- _SOURCE EXTRACT_

Kee et al. (2008) mention three econometric considerations that require additional steps. First are the endogeneity and measurement errors in prices. The second is selection bias due to zero imports, and the third is the partial adjustment of imports. In this study, the first is addressed using an instrumental variables estimator. The second consideration is not relevant to the present study because only 59 specific COVID-19 products and 15 countries are focused on, and there are no zero import values (apart from missing observations) in the sample over the 2002 to 2019 period. The third consideration was addressed using a system GMM estimator and robust standard errors.

Instrumental variables estimation was performed using the instruments suggested in Kee et al. (2008): the simple and inverse-distance-weighted averages of the unit values of the rest of the world, as well as the trade-weighted average distance of country i to all the exporting countries of good n. So, for $z_{1}$ and $z_{2}$ we used the following formulation:

\begin{matrix} z_{ni}^{t} = & \ln \frac{{\bar{p}}_{n - c}^{t}}{{\bar{p}}_{- n - c}^{t}} = \ln (\sum_{k \neq c} w_{k} p_{nk}^{t}) \\ - (\frac{\ln \sum_{k \neq c} w_{k} {\bar{p}}_{k}^{t} - (\sum_{k \neq c} w_{k} {\bar{S}}_{nk}^{t}) \ln (\sum_{k \neq c} w_{k} p_{nk}^{t})}{1 - \sum_{k \neq c} w_{k} {\bar{S}}_{nk}^{t}} \end{matrix}

(10)

(Image-grounded pointing data)
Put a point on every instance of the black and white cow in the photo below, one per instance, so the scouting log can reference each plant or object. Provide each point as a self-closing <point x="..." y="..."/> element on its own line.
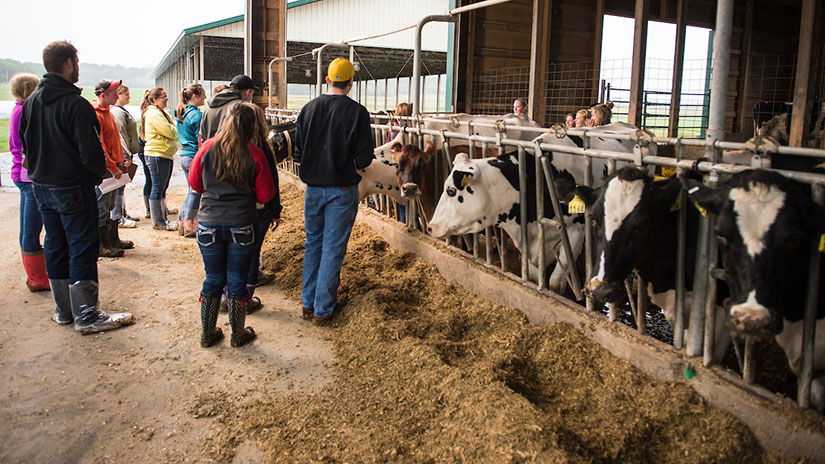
<point x="282" y="137"/>
<point x="765" y="226"/>
<point x="485" y="192"/>
<point x="636" y="222"/>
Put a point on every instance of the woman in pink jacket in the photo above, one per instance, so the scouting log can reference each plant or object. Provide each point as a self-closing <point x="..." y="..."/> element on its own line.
<point x="21" y="86"/>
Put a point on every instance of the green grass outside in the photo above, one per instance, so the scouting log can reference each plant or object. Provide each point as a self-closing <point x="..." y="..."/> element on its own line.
<point x="4" y="135"/>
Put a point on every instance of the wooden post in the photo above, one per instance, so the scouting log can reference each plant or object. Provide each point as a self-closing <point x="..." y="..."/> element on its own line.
<point x="539" y="54"/>
<point x="678" y="68"/>
<point x="637" y="74"/>
<point x="806" y="61"/>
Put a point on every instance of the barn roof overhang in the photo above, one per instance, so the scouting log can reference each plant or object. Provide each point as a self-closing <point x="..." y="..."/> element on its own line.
<point x="186" y="39"/>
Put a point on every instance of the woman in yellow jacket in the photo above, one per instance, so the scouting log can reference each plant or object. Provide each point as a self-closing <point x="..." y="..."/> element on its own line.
<point x="161" y="136"/>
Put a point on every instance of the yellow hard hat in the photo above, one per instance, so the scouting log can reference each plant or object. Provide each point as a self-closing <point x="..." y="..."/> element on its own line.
<point x="340" y="70"/>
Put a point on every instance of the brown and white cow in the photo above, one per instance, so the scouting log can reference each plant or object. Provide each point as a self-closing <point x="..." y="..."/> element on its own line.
<point x="765" y="227"/>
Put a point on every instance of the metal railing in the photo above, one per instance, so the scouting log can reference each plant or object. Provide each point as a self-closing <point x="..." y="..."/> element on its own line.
<point x="492" y="249"/>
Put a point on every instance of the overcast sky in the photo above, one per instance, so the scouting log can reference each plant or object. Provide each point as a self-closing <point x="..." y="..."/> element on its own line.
<point x="105" y="32"/>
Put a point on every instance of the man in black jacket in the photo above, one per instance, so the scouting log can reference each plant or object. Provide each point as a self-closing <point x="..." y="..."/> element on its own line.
<point x="333" y="141"/>
<point x="61" y="139"/>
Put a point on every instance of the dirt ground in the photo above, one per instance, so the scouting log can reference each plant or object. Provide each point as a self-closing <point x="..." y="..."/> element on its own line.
<point x="415" y="370"/>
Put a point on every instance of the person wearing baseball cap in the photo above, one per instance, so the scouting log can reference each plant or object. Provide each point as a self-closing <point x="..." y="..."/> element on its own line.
<point x="333" y="141"/>
<point x="240" y="89"/>
<point x="110" y="244"/>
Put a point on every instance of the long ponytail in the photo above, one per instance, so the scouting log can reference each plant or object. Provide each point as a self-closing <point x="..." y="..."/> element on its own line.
<point x="186" y="94"/>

- _WHAT NEEDS TO BE DONE_
Return the section of the econometrics passage from "Kee et al. (2008) mention" up to and including "robust standard errors.", copied word for word. Rely on the econometrics passage alone, not on the material.

- _OUTPUT OF THE EXERCISE_
Kee et al. (2008) mention three econometric considerations that require additional steps. First are the endogeneity and measurement errors in prices. The second is selection bias due to zero imports, and the third is the partial adjustment of imports. In this study, the first is addressed using an instrumental variables estimator. The second consideration is not relevant to the present study because only 59 specific COVID-19 products and 15 countries are focused on, and there are no zero import values (apart from missing observations) in the sample over the 2002 to 2019 period. The third consideration was addressed using a system GMM estimator and robust standard errors.